----- READING TEXT -----
Fourth, it corrupts the country’s overall national security policy, not least because it is clear that high officials are for sale, even to foreign or private interests. (10) Personal pecuniary interest often trumps national interest, presenting a particular threat in key areas such as arms sales, or in the energy market. As a result, officials face huge temptations to engage in what might be called black operations (e.g. running weapons to Iran) which ultimately undermine Russia’s vital security interests. (11) In 2009, at the bottom of the economic crisis, Igor Sechin and Sergei Bogdanchikov, the heads of Rosneft and Transneft, pushed through loans from China to their organizations on condition that they build an oil pipeline to China. This conditions undercut Russia’s national interests, which demands that a pipeline service more than one customer. The move also damaged Russia’s railways, which previously had received handsome Chinese subsidies for carrying the oil to China. It is difficult to imagine that their motives were not tinged with bureaucratic and personal incentives. Moreover, their behavior is characteristic of the system, not an anomaly. As a result, Russia is still hobbled in the Far East, as regards energy sales to Japan, South Korea, and other potential buyers.
Fifth, corruption deprives the economy of the capital needed for technological and military recapitalization, investment, and modernization. It consigns the country and its citizens to greater poverty and incompetent or suboptimal goods and services. Consequently neither the Russian military nor its customers truly can rely upon Russian weapons. In 2007-2008 Russia had to take back 15 Mig-29 fighters that were part of a larger $8 billion deal with Algeria when the Algerian government refused them on the grounds of poor quality, as they had been constructed from old parts. Algeria then asked Russia to replace them with 14-16 SU-30KA Fighters. Eventually, Algeria stopped making payments on the MiG-29s and apparently opted instead for the French Rafale Fighter. Meanwhile, Russia reacted by stopping shipment of the Su-30s to Algeria (although the shipments of Su-30s have now been completed). (12) In a demonstration of Moscow’s contempt for its own soldiers, it remitted the returned planes to its own air force! (13) In some cases, the Russian armed forces have refused to accept weapons produced for them by their own arms industry, e.g. the Pantsir air defense system – a system that Moscow also exports. (14) The decision made by Makarov and Serdyukov to buy weapons abroad may have been justified, but likely will be reversed now with potentially serious consequences for Russia.
-----
REQUIREMENT A
Answer these from the passage on corruption in Russia:
(i) In what year did the heads of Rosneft and Transneft push through loans from China?
(ii) How many MiG-29 fighters did Russia have to take back from Algeria?
(iii) Which air defense system have the Russian armed forces refused to accept from their own arms industry?
----- ENTRIES -----
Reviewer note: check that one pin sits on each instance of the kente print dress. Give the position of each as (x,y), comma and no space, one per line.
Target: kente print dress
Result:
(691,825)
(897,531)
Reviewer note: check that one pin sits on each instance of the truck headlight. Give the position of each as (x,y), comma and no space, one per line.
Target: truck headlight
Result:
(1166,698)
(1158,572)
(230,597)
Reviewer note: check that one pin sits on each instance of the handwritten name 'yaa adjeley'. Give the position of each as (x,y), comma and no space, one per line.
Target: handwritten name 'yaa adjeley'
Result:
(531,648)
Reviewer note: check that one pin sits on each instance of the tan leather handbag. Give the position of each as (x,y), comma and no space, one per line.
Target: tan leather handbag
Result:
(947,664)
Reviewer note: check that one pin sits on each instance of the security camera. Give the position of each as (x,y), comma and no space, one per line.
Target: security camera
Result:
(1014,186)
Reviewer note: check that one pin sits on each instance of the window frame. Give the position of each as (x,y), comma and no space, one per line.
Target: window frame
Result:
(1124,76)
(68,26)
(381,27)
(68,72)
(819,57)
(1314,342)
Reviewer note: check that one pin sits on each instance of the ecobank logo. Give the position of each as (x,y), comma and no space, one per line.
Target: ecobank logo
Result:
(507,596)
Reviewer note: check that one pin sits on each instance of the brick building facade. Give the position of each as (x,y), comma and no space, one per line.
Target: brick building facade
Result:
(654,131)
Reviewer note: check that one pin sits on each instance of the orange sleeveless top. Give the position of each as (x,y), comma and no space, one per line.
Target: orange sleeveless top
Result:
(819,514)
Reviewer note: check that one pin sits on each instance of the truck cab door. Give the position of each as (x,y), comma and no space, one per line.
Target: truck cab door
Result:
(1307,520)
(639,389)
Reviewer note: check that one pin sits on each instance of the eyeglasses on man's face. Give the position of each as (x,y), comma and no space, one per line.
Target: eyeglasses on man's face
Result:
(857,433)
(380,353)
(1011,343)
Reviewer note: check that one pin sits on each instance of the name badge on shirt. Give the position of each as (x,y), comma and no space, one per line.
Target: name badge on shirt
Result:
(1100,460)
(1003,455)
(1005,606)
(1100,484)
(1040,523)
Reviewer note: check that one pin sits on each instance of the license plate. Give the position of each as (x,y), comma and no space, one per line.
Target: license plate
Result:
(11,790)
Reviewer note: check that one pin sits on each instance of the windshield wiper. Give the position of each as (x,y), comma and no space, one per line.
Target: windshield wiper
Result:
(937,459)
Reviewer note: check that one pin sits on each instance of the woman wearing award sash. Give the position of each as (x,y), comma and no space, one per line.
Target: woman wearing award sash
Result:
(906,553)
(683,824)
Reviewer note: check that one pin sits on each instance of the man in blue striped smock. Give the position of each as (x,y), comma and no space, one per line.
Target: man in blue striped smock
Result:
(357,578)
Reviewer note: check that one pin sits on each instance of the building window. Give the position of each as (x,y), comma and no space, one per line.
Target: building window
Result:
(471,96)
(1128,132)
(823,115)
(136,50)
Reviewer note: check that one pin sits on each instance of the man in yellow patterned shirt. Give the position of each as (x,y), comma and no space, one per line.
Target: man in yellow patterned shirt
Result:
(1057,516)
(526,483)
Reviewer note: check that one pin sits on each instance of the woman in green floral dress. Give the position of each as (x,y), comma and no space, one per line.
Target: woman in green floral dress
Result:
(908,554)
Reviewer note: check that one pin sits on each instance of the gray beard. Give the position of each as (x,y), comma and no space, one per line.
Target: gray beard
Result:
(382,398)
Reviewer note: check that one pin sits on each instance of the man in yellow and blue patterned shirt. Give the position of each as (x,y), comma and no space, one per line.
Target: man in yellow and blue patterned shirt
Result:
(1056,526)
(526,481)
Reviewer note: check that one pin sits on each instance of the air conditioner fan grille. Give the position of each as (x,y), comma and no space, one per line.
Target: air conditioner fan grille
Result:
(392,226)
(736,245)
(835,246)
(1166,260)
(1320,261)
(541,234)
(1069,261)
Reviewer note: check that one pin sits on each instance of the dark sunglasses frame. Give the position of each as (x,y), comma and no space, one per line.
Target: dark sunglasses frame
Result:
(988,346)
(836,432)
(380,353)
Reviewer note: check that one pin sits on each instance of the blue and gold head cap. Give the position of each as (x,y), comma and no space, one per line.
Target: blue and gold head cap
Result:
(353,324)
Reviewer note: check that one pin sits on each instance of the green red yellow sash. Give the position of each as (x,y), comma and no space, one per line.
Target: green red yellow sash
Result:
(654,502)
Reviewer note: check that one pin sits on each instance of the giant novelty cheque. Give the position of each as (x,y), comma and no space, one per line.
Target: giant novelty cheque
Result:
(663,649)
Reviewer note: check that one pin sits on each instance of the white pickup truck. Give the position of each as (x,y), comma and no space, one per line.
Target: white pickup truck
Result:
-----
REQUIREMENT B
Convert everything in the records from the line containing "of the white" down to the end of the records into a JSON list of strings, one string per line, with blank lines omitted.

COMPLETE ANSWER A
(i) 2009
(ii) 15
(iii) The Pantsir

COMPLETE ANSWER B
[
  "Reviewer note: check that one pin sits on each instance of the white pickup truck. Give the position of each as (x,y), comma and no space, one per line.",
  "Target: white pickup truck",
  "Result:"
]